§ Short problem: Locate each line in the records that contains the word "step" and copy those lines in full.

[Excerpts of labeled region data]
= = = =

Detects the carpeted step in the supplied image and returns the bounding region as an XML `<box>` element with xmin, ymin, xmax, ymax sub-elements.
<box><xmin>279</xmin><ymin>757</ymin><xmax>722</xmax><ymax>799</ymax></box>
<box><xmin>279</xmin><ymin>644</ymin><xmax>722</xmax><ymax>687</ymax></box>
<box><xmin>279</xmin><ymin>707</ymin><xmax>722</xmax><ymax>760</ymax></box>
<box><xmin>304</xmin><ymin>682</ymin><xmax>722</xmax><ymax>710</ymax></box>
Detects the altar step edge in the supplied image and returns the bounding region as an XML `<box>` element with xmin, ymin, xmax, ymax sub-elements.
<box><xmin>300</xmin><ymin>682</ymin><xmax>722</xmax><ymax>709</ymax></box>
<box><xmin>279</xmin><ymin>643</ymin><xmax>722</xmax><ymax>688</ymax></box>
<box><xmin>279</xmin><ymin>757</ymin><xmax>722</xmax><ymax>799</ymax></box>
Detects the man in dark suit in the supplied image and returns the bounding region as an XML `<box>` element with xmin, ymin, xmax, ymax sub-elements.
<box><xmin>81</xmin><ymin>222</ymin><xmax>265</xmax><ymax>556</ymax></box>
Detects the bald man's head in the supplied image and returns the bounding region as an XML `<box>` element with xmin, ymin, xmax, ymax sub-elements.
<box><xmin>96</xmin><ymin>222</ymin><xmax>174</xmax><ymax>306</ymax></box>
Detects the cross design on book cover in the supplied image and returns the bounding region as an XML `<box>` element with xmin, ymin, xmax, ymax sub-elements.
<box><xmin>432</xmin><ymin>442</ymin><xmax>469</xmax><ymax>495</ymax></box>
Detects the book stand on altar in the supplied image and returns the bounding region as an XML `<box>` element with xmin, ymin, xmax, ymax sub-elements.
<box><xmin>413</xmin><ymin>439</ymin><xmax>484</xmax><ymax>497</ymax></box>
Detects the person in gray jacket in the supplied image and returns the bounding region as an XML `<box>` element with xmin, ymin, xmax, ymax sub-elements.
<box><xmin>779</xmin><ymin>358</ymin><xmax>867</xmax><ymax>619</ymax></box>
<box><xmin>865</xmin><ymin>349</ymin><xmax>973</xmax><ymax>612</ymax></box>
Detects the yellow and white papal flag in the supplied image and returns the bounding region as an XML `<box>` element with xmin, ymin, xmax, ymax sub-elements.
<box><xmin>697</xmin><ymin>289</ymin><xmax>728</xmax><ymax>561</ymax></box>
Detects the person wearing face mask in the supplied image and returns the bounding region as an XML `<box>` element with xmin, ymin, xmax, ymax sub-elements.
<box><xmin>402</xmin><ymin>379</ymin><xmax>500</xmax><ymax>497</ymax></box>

= = = =

§ Worked answer:
Detects the carpeted step in the supplied image and returns the bounding region as an XML `<box>` element with xmin, ymin, xmax, ymax sub-elements.
Detects the altar step edge in the supplied image and returns the bounding region as an XML `<box>` element with xmin, ymin, xmax, ymax sub-elements.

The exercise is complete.